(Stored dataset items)
----

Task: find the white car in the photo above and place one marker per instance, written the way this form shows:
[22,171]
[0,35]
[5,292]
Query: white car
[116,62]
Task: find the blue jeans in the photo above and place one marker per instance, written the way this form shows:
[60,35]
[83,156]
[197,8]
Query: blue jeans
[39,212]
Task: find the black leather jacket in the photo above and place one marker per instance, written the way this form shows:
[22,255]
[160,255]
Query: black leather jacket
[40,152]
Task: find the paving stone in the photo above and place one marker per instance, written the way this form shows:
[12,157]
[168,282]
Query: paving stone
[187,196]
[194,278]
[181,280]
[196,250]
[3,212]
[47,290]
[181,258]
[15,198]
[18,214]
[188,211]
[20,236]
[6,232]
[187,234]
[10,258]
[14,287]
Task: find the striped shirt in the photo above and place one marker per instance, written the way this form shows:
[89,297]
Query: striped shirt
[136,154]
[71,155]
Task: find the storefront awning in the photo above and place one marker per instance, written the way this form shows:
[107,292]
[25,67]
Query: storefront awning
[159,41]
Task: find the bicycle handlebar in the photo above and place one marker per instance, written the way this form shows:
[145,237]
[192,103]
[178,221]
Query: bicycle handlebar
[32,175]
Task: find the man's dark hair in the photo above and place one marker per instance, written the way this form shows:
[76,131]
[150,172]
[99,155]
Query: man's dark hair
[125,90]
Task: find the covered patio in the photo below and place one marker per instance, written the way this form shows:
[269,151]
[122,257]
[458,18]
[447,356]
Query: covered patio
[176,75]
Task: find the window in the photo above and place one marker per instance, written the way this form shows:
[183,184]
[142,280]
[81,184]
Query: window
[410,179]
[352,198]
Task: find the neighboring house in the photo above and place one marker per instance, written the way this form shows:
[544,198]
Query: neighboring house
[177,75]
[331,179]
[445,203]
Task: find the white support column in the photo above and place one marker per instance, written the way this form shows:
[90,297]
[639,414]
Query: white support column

----

Work instructions -> Update the records above by changing every "Query" to "Label" and leaving all else untouched.

Solved exercise ->
Task: find the white car in the photo above and place one marker per instance, written the way this form shows:
[22,171]
[0,35]
[5,292]
Label: white car
[116,62]
Task: find the blue jeans in the photo above and place one marker per instance, written the way this form shows:
[60,35]
[83,156]
[197,8]
Label: blue jeans
[39,212]
Task: find the black leather jacket in the photo above and place one marker per instance, written the way this form shows:
[22,255]
[160,255]
Label: black leather jacket
[40,152]
Task: find the paving stone in the photo above and place one marker per instance, written the way this form shows:
[12,157]
[168,282]
Label: paving stone
[187,196]
[194,278]
[181,280]
[196,250]
[3,212]
[47,290]
[181,258]
[15,198]
[18,214]
[188,211]
[20,236]
[6,232]
[187,234]
[10,258]
[14,287]
Task: find the striped shirt in the photo above and place one marker per instance, written the way this form shows:
[89,297]
Label: striped shirt
[136,154]
[71,155]
Task: find the storefront awning in the photo above and place one marker per instance, written the way this form shows:
[107,292]
[25,67]
Label: storefront awning
[159,41]
Task: find the bicycle handlebar in the photo above and place one marker per instance, written the way this form shows:
[145,237]
[192,103]
[178,221]
Label: bicycle handlebar
[32,175]
Task: find the man's dark hair in the photo above and place one marker per instance, written the way this form shows:
[76,131]
[150,172]
[99,155]
Label: man's dark hair
[125,90]
Task: find the covered patio in the photo below and place one marker per instance, written the way this form shows:
[269,151]
[122,257]
[458,18]
[447,356]
Label: covered patio
[176,75]
Task: find the window in the photo above and place one marker per instance, written the way this form shows:
[183,184]
[142,280]
[81,184]
Label: window
[410,179]
[352,198]
Task: find the neighboring house in the photo above and place one marker per instance, written the way this form shows:
[544,198]
Label: neighboring house
[177,75]
[331,179]
[445,203]
Task: find the white support column in the photo above and place one marker per instance, written the way this form shows:
[90,297]
[639,414]
Label: white support column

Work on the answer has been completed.